**Veri Kümesi**.
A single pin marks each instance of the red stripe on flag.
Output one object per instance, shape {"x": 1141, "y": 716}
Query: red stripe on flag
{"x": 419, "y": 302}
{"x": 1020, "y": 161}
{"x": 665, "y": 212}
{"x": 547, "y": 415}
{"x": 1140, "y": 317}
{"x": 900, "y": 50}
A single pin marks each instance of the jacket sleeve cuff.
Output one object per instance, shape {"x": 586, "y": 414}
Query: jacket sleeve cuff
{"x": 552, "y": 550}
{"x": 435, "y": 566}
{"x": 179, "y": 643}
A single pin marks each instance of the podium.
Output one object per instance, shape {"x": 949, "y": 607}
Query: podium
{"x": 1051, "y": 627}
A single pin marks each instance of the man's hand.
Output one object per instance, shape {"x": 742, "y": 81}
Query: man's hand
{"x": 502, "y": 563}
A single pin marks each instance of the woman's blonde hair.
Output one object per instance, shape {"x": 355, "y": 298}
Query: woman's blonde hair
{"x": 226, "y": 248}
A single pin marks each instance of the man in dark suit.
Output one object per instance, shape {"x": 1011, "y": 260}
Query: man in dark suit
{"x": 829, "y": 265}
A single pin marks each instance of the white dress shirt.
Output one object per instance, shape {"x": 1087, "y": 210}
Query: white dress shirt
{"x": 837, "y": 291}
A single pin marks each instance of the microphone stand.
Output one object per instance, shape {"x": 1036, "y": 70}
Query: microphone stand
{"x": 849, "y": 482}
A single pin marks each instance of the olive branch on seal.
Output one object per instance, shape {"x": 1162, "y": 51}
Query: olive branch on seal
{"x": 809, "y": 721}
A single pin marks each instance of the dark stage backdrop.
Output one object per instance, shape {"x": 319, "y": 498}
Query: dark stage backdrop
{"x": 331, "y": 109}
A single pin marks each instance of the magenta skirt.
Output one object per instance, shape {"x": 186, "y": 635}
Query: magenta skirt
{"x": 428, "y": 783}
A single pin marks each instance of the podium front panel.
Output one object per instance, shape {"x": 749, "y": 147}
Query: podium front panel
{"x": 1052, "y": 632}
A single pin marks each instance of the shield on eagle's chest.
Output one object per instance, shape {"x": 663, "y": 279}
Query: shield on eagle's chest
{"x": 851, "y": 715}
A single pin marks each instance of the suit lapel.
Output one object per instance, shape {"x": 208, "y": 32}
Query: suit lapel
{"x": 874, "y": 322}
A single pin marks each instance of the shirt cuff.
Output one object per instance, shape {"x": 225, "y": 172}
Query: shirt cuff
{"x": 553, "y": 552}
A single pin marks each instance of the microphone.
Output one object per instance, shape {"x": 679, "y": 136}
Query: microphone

**Görev Koşulları**. "A single pin marks each instance of the shield" ifadesini içeren satırdan başlayıp kayıtların sonuna kadar olan satırları, ilk ve son satır da dahil olmak üzere, hiçbir değişiklik yapmadan yineler misin?

**Alıştırmanın Çözümü**.
A single pin marks each instance of the shield on eagle's chest.
Output one object per instance, shape {"x": 663, "y": 279}
Query: shield on eagle's chest
{"x": 851, "y": 715}
A single pin marks each instance of the suit lapel.
Output one object per instance, shape {"x": 208, "y": 32}
Query: suit lapel
{"x": 874, "y": 322}
A single pin marks each instance of the shirt cuff.
Output one object per instance, shape {"x": 225, "y": 172}
Query: shirt cuff
{"x": 553, "y": 552}
A single pin marks each instance of the microphone.
Output one object per instance, shape {"x": 679, "y": 136}
Query: microphone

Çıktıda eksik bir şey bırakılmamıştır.